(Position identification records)
■ ■ ■ ■ ■ ■ ■
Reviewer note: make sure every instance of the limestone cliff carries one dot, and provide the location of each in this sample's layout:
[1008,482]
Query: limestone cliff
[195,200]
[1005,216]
■ ■ ■ ■ ■ ■ ■
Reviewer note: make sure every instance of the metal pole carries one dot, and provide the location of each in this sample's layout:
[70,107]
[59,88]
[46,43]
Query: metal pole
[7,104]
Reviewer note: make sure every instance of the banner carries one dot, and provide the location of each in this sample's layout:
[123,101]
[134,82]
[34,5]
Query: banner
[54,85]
■ ■ ■ ■ ■ ■ ■
◆ WHAT TO PRODUCE ◆
Locate each line in the records that contains the word "limestone" and copy those lines.

◆ SOLUTION FOR THIS TASK ◆
Reviewer note: make sure every instance of the limestone cliff carries one dot, and provide the location of each in this sample's layout:
Query: limestone cliff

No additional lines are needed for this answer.